Tally the lines of the records below that contain the string "after", and reply with the number alone.
--------------------------------
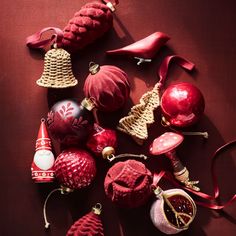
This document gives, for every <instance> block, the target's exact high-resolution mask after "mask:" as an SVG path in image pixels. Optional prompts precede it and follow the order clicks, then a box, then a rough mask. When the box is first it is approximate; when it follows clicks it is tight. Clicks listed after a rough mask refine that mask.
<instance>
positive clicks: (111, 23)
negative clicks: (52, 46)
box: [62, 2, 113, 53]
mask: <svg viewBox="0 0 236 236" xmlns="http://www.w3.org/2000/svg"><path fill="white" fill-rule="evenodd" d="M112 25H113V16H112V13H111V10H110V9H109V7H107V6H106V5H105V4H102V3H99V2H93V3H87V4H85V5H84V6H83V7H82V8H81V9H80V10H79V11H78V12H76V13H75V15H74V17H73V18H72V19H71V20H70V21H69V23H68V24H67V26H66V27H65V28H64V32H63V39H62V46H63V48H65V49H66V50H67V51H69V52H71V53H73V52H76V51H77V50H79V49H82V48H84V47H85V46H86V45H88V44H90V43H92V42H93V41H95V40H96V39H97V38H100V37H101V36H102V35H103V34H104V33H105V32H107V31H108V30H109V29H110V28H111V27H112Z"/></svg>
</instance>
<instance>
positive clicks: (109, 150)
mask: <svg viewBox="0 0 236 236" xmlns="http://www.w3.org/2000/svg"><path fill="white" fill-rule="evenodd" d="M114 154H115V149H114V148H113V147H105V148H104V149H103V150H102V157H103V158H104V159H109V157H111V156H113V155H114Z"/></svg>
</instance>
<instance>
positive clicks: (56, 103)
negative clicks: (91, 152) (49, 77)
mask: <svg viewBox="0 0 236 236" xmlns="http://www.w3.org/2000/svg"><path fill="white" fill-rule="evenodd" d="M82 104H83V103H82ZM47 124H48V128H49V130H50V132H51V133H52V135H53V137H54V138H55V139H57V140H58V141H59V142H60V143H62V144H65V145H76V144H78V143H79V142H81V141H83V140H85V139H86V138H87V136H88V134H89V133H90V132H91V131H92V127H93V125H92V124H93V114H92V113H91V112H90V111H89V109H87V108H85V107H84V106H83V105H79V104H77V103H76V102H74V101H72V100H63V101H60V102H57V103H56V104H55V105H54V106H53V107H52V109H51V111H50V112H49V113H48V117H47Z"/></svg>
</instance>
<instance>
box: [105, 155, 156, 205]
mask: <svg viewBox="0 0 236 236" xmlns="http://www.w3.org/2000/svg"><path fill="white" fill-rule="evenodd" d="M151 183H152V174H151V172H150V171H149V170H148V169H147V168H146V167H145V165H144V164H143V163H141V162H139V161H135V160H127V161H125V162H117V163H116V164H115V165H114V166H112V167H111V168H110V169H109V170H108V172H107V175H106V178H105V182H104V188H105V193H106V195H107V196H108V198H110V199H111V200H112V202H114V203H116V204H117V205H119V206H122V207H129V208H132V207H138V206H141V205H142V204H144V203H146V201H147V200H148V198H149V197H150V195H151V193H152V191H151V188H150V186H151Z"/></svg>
--------------------------------
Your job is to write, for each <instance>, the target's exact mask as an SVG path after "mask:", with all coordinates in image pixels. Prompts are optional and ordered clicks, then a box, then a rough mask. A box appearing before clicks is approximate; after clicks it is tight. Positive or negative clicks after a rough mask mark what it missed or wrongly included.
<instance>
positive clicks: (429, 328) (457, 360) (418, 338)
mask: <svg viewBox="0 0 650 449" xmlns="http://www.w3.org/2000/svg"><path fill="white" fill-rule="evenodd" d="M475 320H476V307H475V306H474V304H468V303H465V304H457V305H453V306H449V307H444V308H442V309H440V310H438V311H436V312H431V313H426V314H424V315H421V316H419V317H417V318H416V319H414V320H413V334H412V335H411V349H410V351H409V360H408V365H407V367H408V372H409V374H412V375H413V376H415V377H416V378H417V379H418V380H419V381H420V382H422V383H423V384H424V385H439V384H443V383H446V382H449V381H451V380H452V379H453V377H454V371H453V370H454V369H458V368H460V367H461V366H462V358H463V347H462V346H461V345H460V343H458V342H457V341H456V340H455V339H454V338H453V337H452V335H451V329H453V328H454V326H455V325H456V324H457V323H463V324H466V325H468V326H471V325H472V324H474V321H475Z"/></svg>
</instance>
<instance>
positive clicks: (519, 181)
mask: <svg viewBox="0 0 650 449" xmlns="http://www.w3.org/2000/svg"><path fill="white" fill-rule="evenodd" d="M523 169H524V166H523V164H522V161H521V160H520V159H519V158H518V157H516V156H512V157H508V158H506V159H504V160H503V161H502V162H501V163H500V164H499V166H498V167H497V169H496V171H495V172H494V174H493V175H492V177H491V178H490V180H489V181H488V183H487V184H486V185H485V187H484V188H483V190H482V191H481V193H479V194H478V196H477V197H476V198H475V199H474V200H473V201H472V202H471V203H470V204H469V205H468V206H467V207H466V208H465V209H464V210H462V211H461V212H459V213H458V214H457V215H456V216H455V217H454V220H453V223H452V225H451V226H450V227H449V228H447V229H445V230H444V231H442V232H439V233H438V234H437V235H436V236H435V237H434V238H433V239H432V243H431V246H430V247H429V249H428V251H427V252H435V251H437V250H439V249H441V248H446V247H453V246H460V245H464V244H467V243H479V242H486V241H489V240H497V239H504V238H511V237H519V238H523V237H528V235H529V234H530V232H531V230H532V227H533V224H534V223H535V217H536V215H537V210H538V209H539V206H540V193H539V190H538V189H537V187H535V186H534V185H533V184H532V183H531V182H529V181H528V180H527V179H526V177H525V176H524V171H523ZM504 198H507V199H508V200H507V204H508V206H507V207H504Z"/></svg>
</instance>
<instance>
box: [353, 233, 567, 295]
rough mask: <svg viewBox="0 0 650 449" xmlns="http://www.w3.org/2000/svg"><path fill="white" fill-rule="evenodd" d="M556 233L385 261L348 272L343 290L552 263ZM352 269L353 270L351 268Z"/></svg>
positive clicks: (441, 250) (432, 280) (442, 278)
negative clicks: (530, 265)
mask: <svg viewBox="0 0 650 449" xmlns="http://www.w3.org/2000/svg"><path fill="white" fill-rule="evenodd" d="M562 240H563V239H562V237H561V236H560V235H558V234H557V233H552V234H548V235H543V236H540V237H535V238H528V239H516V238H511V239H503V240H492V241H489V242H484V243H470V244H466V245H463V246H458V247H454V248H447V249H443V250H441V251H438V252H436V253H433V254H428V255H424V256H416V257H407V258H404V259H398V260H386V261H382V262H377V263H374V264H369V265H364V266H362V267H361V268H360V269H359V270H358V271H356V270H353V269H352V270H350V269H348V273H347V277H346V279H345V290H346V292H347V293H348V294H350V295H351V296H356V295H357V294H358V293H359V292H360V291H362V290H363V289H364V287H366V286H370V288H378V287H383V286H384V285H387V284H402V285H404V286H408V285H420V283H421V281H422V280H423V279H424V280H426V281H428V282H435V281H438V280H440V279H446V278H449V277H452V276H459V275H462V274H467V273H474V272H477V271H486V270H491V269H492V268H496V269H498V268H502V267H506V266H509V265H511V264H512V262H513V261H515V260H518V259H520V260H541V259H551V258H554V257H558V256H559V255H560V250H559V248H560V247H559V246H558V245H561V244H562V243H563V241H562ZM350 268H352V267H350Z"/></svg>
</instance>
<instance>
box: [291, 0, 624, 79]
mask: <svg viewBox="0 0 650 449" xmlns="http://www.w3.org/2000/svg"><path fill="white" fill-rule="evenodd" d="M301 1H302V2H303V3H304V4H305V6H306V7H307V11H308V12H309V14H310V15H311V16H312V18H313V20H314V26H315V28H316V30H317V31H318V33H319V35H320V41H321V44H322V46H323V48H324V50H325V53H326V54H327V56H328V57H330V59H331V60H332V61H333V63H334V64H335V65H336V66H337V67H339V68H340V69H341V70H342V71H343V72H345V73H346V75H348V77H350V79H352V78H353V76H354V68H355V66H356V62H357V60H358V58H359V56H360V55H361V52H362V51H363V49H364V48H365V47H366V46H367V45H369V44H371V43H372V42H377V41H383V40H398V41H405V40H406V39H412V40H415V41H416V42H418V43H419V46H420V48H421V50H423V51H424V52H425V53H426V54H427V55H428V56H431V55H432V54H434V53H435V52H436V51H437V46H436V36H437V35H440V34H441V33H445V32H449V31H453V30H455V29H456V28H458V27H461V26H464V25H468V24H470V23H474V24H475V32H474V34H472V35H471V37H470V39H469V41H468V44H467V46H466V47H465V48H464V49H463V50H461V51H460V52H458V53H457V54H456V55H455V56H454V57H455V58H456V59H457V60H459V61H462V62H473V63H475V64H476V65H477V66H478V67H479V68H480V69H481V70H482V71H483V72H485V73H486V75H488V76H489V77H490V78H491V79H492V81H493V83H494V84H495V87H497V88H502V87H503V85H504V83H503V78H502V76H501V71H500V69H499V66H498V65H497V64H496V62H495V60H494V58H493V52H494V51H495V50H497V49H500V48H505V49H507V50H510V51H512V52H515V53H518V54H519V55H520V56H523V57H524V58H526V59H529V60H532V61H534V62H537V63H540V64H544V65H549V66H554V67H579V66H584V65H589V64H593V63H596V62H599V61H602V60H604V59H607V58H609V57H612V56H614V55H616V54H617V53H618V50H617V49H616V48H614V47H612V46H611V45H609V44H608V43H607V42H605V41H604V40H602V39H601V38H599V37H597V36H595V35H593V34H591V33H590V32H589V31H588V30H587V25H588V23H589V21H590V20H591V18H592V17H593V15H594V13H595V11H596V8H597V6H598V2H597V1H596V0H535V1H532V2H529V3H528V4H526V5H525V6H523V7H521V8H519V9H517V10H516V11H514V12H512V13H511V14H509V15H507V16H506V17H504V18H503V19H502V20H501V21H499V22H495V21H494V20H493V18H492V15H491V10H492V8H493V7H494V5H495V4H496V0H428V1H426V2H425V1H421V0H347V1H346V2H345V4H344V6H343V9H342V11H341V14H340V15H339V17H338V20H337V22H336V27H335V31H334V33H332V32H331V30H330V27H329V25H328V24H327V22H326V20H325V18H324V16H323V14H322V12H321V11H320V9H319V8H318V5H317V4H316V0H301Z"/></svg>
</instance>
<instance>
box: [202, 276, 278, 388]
--------------------------------
# Output below:
2